TEXT FOR ANALYSIS —
********

Research Science and Technology

Scientists are utilizing new methods to help restore the Florida Reef Tract

Faculty and student researchers are experimenting with new techniques and materials to replant corals grown at University of Miami nurseries.
coral restoration
University of Miami graduate student Nico Rivas dives off Key Biscayne as part of an effort to restore coral reefs along the Florida Reef Tract. Photo courtesy of Liv Williamson/University of Miami.

Last week, University of Miami researchers Liv Williamson and Dalton Hesley went diving to check on coral fragments they planted off Key Biscayne just nine months earlier when they noticed a pleasant sight—many of the staghorn corals were flourishing.

“Because this is happening in the wild, there’s not as many things you can control like you can in a lab, so we were expecting to see variable results,” said Williamson, a Ph.D. candidate in the Coral Reef Futures Lab at the Rosenstiel School of Marine and Atmospheric Science. “But the fact that the corals have done so well validates that there is still so much room for research success.”

********

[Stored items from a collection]

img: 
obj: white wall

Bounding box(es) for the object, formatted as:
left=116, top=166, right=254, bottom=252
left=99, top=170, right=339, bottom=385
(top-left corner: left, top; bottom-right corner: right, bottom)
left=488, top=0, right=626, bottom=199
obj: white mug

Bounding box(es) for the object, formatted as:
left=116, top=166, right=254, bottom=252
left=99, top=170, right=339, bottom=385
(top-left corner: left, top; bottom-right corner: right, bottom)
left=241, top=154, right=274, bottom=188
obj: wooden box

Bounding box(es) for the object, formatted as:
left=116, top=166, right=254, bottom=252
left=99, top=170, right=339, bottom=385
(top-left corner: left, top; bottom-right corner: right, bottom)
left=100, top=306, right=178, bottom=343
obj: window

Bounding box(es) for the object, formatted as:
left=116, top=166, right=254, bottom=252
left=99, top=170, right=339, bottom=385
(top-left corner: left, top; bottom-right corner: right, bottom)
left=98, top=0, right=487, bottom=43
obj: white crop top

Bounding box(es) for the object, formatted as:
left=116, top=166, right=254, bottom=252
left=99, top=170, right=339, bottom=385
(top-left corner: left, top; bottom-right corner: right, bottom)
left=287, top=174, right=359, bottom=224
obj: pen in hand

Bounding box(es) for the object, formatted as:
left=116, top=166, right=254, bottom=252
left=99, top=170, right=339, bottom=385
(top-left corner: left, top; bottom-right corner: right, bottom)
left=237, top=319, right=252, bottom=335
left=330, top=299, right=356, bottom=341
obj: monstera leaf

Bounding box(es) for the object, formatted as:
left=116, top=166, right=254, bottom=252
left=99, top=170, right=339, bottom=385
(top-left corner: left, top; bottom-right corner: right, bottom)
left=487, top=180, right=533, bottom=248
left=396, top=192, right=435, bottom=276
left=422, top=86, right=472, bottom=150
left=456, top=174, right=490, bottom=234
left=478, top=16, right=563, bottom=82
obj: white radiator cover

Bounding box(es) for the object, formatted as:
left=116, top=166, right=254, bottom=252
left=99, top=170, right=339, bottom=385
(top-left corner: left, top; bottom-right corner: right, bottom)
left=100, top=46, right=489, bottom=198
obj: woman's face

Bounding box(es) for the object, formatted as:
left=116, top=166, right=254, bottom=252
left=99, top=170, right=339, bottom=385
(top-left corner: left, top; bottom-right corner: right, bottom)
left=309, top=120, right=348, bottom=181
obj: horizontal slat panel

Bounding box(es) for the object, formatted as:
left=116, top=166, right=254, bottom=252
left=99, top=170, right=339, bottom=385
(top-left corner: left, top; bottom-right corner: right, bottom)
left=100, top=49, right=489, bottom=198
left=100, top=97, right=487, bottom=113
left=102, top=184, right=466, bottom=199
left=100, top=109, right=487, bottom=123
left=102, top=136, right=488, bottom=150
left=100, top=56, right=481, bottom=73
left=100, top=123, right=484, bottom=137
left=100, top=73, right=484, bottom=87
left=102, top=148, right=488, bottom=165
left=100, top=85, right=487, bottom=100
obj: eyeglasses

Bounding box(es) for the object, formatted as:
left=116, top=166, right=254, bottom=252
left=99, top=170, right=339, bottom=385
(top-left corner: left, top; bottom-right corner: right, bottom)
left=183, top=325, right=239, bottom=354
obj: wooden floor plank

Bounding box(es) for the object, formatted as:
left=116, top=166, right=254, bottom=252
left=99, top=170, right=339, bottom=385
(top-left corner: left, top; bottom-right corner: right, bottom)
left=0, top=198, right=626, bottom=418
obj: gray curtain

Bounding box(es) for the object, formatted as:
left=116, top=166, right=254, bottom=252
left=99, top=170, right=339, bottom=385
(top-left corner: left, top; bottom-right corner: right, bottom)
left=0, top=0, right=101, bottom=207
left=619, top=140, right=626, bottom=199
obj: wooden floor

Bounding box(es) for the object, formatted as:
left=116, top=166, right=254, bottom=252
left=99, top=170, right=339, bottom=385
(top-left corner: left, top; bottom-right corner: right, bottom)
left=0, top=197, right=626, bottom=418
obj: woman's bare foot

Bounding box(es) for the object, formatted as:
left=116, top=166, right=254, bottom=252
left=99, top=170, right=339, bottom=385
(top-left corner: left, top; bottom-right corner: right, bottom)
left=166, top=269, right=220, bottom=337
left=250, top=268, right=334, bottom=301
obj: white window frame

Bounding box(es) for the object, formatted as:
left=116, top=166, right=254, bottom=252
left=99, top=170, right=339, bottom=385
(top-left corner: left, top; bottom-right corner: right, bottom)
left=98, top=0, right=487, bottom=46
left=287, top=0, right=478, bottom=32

********

EXERCISES —
[1] Rewrite the part of the coral restoration article starting at "Faculty and student" and ending at "Williamson/University of Miami.", replacing "graduate student" with "doctoral student".
[2] Answer these questions from the coral restoration article.
(a) Where did Williamson and Hesley plant the coral fragments they went diving to check on?
(b) How long before that dive had the fragments been planted?
(c) In which lab is Williamson a Ph.D. candidate?
The items above are separate material, apart from the coral restoration article.

EXPECTED OUTPUTS —
[1]
Faculty and student researchers are experimenting with new techniques and materials to replant corals grown at University of Miami nurseries.
coral restoration
University of Miami doctoral student Nico Rivas dives off Key Biscayne as part of an effort to restore coral reefs along the Florida Reef Tract. Photo courtesy of Liv Williamson/University of Miami.

[2]
(a) Off Key Biscayne.
(b) Nine months earlier.
(c) The Coral Reef Futures Lab at the Rosenstiel School of Marine and Atmospheric Science.